* _Excerpted passage_:
Jonathan Penrose, who has died aged 88, won the British chess championship a record 10 times, and in 1960 was the first English player for 61 years to defeat a reigning world champion. Yet he always remained an amateur, whose chess career was fitted into vacations at Middlesex University, where he lectured in psychology.

Penrose’s special moment came at the Leipzig Olympiad when he resoundingly beat Mikhail Tal in the only game that the USSR gold medal team lost all tournament. He characteristically understated his achievement, describing his feelings as “like playing an Essex v Middlesex county match”.

That morning he had studied a newly published game that Tal’s teammate Paul Keres had lost to the Finnish master Kaarle Ojanen a few weeks earlier in the world champion’s favourite defence. Penrose was so impressed that he decided to drop his normal king’s pawn opening 1 e4 in favour of the queen’s pawn 1 d4, to provoke Tal’s Modern Benoni.

The strategic concept was simple. When Tal, following one of his own previous wins, moved a rook from f8 to e8, Penrose unleashed a pawn sacrifice which enabled the Englishman’s queen and rook to breach the black defences via the the vacated f1-f8 line. Tal fell acutely short of time, lost a piece, belatedly resigned, and blamed Keres.

The game created a furore because of its decisive style and its dent to the Soviet team’s invincibility. Penrose was given a standing ovation when he entered the players’ dining hall that evening, and next morning the Guardian and other English broadsheets headlined the result on their front pages.

Penrose actually scored two wins and a draw against world champions at Leipzig. He outplayed the former holder Max Euwe of the Netherlands, then caught Bobby Fischer’s king in mid-board, forcing the American to settle for an endgame a pawn down. Short of time, Penrose offered a draw, Fischer replied “Sure!”, then demonstrated a forced win for Penrose.

Collected data:
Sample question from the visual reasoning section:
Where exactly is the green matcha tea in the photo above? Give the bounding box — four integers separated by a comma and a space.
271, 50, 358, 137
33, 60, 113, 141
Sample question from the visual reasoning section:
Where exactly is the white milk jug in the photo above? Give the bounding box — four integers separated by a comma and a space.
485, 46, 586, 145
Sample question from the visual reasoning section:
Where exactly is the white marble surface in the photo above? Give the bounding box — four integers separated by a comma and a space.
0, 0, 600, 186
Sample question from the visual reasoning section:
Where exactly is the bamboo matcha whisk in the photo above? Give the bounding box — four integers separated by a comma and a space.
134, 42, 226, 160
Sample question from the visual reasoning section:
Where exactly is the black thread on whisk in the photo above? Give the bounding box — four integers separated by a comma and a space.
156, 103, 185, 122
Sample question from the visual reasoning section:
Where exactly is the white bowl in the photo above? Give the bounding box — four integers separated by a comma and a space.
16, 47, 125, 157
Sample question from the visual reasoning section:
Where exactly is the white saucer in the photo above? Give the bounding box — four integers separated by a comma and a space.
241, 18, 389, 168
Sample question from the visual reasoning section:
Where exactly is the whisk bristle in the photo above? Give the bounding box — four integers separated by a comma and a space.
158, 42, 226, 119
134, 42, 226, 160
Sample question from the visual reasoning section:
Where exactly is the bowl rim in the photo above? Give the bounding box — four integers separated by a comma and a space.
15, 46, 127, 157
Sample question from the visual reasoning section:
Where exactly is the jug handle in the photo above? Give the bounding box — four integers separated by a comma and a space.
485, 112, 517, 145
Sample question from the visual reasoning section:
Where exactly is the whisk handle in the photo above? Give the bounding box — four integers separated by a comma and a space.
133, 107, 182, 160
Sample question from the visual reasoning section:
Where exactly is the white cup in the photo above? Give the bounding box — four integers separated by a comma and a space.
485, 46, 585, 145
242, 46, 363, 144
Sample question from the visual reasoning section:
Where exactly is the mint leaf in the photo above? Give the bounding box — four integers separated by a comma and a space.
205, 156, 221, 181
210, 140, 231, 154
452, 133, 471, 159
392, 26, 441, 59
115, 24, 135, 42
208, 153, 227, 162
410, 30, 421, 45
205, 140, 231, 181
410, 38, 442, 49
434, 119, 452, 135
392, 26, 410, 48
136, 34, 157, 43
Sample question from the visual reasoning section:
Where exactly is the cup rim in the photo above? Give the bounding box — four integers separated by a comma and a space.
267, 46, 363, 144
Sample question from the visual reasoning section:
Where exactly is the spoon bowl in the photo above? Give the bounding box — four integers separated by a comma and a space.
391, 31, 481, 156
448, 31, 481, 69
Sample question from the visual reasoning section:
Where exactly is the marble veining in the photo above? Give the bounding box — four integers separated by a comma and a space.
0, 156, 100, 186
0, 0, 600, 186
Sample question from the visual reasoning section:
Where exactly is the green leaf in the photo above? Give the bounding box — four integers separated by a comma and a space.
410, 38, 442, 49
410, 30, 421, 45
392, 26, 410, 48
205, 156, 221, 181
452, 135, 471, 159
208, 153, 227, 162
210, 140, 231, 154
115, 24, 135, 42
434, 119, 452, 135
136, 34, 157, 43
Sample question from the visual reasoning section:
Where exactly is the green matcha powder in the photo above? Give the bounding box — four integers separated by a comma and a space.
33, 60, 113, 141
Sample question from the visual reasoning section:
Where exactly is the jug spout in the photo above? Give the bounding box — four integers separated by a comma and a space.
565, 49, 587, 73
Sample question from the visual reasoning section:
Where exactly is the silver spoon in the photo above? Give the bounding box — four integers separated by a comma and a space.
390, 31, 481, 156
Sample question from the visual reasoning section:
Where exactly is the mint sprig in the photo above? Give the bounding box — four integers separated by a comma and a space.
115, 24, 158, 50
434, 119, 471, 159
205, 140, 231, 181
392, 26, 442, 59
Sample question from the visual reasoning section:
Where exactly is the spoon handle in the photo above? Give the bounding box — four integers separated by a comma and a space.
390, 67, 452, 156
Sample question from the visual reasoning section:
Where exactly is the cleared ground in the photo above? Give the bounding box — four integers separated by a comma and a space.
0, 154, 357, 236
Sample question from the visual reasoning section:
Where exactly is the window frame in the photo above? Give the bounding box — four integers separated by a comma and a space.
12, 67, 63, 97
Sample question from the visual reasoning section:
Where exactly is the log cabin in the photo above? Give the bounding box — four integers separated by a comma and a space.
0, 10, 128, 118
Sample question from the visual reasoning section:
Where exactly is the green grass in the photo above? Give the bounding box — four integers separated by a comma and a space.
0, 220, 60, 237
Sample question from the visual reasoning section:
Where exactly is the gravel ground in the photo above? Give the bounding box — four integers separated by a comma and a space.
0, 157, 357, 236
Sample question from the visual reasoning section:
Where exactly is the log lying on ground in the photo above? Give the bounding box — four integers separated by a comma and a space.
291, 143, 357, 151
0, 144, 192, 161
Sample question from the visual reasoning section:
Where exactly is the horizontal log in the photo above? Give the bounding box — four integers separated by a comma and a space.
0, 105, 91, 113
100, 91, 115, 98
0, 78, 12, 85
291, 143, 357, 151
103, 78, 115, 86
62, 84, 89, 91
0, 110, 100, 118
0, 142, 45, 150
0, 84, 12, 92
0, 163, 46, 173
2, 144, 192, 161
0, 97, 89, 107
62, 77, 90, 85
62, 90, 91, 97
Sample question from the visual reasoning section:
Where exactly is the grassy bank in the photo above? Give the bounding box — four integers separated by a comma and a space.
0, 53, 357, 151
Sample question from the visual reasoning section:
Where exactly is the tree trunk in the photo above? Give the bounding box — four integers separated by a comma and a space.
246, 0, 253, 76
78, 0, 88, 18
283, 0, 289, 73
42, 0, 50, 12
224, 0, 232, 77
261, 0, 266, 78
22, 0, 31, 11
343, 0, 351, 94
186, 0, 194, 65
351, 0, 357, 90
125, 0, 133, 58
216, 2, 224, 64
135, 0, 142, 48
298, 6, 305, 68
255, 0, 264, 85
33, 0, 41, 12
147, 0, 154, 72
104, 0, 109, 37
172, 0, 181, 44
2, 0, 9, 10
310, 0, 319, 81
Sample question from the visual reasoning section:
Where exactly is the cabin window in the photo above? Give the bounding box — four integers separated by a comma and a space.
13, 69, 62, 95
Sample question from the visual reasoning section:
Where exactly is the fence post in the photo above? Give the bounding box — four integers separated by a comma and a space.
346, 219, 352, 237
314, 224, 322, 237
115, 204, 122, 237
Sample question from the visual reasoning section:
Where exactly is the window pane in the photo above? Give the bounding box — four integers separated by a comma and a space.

* _Check your understanding_:
a) According to the Penrose passage, why did Penrose open the game against Tal with 1 d4 rather than his usual 1 e4?
b) Answer these questions from the Penrose passage:
(i) How many times did Penrose win the British chess championship?
(ii) What subject did he lecture in at Middlesex University?
(iii) Which former world champion from the Netherlands did he outplay at Leipzig?
c) Reproduce the Penrose passage word for word from "The game created" to "win for Penrose.".

* _Answers to the exercises_:
a) That morning he had studied a recently published game in which Paul Keres lost to Kaarle Ojanen in Tal's favorite defense. He was so impressed that he switched to the queen's pawn opening 1 d4 to provoke Tal into playing the Modern Benoni.

b)
(i) 10 times
(ii) Psychology
(iii) Max Euwe

c)
The game created a furore because of its decisive style and its dent to the Soviet team’s invincibility. Penrose was given a standing ovation when he entered the players’ dining hall that evening, and next morning the Guardian and other English broadsheets headlined the result on their front pages.

Penrose actually scored two wins and a draw against world champions at Leipzig. He outplayed the former holder Max Euwe of the Netherlands, then caught Bobby Fischer’s king in mid-board, forcing the American to settle for an endgame a pawn down. Short of time, Penrose offered a draw, Fischer replied “Sure!”, then demonstrated a forced win for Penrose.